> **Excerpted passage**:
Garage Plumbing

Discussion in 'Plumbing Forum, Professional & DIY Advice' started by Nova66, Mar 17, 2008.

  1. Nova66

    Nova66 New Member

    Mar 17, 2008
    Good Morning

    I am a newbee to both your site and the plumbing I am about to try to do. I am building a new garage. By the way nice site you have and alot of help. I am wanting to install a 3/4 bath and tie into my existing sewage tank. I am just going to stub in the water, electric and sewage for now. As for the sewage, I was told I needed a 3 foot piece of 4" to stub the toilet, 2" for the shower/sink and 3 inch for the sewage line to the septic tank and 3" for the vent. I am going to put the bathroom in the south east cornor, with the layout being: Shower, toilet, and sink. Do I put the 4" for the toilet, then a 90reducer for the 3" main and then the "Y" for the shower and vent from the 3" or would the "Y" for the vent/shower go into the 4" straight piece. I hope I'm not confusing you guys. Appreciate your help guys.

> **Actions to take**:
A: List the fixtures in the planned bathroom layout, in the order the garage plumbing forum post gives them.
B: Write the next part of the garage plumbing forum post, picking up after its final sentence.
The material that comes next is separate from the garage plumbing forum post.

> **Recorded information**:
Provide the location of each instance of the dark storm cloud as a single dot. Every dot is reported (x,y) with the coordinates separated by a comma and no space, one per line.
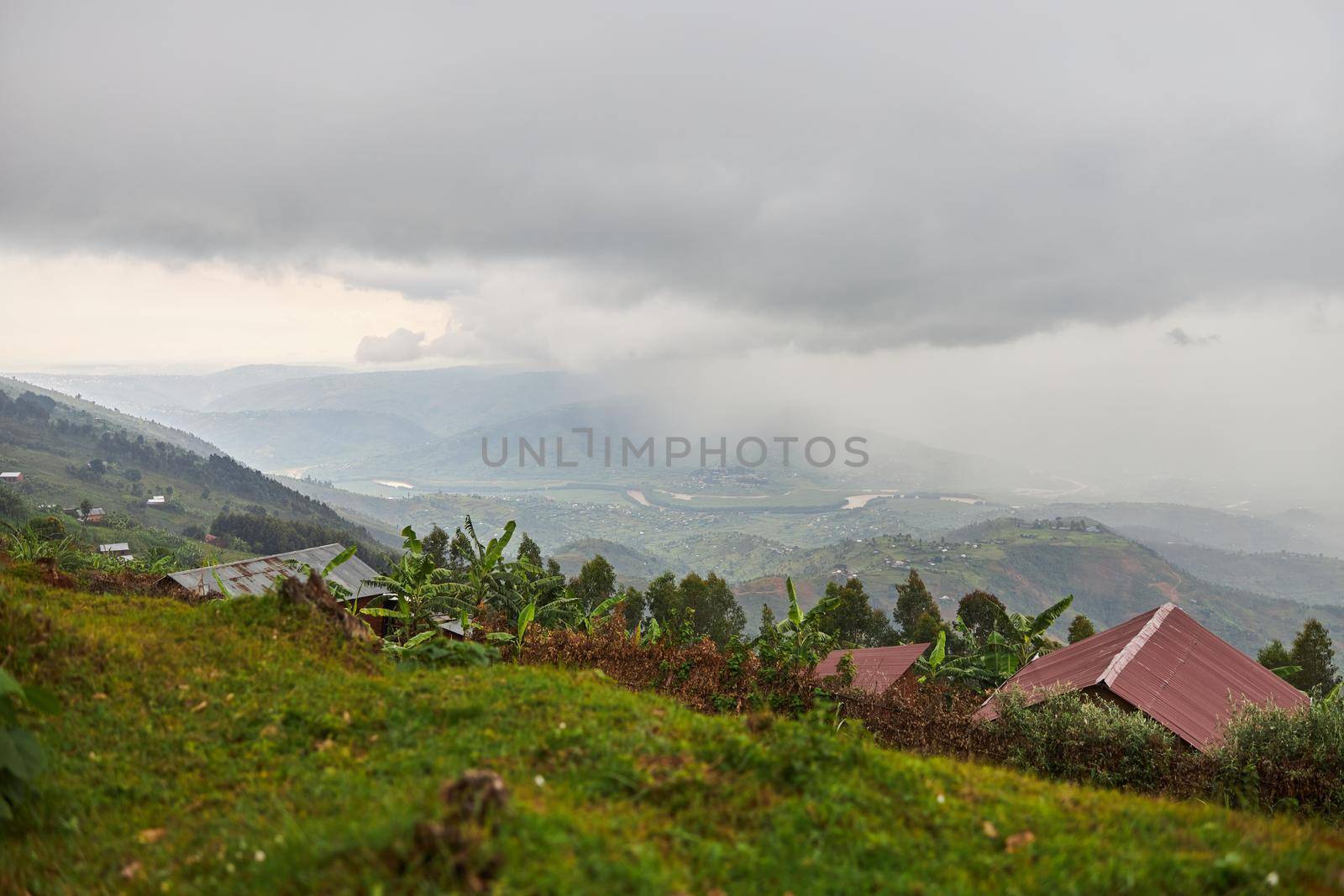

> **The replies**:
A: Shower, toilet, sink.

B:
  2. Redwood

    Redwood Master Plumber

    Dec 15, 2007
    Service Plumber
    A toilet can be on either a 3 or, 4" pipe. A drain can go to a larger dia. but never can go smaller. That said you cannot reduce 4" in the building to 3" outside.

    Depending on your local code you may use 3" for both the toilet and the line to the tank. Check with your local building inspection authorities.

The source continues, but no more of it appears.